WHAT THIS TASK INVOLVES -
Write out the passage of the URLConnection article starting at "As the Simple" and ending at "the URLConnection class.", word for word.
=== READING TEXT ===
Dodge the traps hiding in the URLConnection class

The URLConnection class's generic design causes snags when posting to a URL

A pitfall is Java code that compiles fine but leads to erroneous, and sometimes disastrous, results. Avoiding pitfalls can save you hours of frustration. In this article, I will present a pitfall you might encounter when posting to a URL, and another that plagues Java beginners.

Pitfall 5: The hidden complexity of posting to a URL

As the Simple Object Access Protocol (SOAP) and other XML remote procedure calls (RPCs) continue to grow in popularity, posting to a URL will become a more common and more important operation -- it is the method for sending the SOAP or RPC request to the respective server.

While implementing a standalone SOAP server, I stumbled upon multiple pitfalls associated with posting to a URL, starting with the nonintuitive design of the URL-related classes and ending with specific usability pitfalls in the URLConnection class.
=== SUPPLIED DATA ===
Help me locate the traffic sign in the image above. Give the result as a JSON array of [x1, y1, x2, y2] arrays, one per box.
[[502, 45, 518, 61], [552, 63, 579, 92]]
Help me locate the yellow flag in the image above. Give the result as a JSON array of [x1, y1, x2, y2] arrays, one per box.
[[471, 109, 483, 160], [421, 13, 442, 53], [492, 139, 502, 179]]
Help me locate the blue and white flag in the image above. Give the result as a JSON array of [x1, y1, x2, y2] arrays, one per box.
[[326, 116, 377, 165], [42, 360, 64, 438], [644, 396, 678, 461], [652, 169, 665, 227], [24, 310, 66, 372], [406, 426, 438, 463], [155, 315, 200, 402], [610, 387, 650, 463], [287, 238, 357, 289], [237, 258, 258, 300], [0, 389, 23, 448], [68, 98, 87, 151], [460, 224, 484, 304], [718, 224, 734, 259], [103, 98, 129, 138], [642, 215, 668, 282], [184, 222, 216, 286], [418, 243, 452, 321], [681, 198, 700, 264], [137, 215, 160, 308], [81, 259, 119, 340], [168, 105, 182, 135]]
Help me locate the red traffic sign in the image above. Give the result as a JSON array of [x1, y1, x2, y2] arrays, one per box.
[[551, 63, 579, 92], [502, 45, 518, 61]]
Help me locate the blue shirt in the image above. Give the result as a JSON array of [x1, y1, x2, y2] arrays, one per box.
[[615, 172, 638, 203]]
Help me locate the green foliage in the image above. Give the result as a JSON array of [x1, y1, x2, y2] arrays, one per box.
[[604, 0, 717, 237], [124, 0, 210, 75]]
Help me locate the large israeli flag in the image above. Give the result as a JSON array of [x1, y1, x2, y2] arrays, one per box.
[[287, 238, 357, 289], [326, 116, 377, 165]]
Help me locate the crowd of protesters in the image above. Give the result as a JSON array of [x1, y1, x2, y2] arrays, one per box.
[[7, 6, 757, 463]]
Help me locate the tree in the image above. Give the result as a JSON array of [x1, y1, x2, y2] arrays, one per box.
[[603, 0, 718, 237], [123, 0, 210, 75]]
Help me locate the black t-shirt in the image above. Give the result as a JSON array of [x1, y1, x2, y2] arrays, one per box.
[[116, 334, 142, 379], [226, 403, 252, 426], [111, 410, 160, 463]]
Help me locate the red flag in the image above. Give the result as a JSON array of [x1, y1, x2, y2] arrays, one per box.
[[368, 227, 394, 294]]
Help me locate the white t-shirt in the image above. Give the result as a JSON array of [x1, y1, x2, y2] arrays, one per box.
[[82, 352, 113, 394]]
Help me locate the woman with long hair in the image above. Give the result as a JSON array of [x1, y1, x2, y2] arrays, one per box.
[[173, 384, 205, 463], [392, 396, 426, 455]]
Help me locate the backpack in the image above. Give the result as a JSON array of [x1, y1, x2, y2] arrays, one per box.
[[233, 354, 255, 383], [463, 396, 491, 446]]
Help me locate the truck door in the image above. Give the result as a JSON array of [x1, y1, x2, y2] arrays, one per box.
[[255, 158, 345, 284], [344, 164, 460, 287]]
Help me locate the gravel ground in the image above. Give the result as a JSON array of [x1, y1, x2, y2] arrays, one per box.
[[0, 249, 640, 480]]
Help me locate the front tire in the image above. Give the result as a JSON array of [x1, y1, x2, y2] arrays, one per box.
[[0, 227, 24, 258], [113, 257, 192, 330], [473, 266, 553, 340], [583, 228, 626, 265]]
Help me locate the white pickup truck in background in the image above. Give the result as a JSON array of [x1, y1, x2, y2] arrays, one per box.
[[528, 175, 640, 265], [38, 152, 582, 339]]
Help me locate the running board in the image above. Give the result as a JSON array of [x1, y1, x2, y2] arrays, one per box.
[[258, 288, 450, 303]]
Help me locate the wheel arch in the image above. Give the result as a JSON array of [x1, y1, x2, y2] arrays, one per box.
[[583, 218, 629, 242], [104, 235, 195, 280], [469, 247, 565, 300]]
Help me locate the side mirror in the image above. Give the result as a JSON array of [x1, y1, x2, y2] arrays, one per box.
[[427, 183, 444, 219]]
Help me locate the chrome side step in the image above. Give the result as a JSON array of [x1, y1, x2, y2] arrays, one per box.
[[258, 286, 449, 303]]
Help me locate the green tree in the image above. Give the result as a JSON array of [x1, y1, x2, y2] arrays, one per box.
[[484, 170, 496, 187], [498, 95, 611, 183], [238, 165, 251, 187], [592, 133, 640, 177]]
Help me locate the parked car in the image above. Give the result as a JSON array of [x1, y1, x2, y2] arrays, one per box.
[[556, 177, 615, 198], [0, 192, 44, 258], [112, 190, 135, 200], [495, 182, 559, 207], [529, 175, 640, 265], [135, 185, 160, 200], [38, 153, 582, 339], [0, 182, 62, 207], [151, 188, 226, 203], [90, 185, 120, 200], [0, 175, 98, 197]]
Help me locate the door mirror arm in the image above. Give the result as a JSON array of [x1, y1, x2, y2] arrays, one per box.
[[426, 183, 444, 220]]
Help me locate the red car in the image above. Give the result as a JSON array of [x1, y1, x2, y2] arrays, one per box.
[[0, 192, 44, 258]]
===
RESPONSE TO THE TASK -
As the Simple Object Access Protocol (SOAP) and other XML remote procedure calls (RPCs) continue to grow in popularity, posting to a URL will become a more common and more important operation -- it is the method for sending the SOAP or RPC request to the respective server.

While implementing a standalone SOAP server, I stumbled upon multiple pitfalls associated with posting to a URL, starting with the nonintuitive design of the URL-related classes and ending with specific usability pitfalls in the URLConnection class.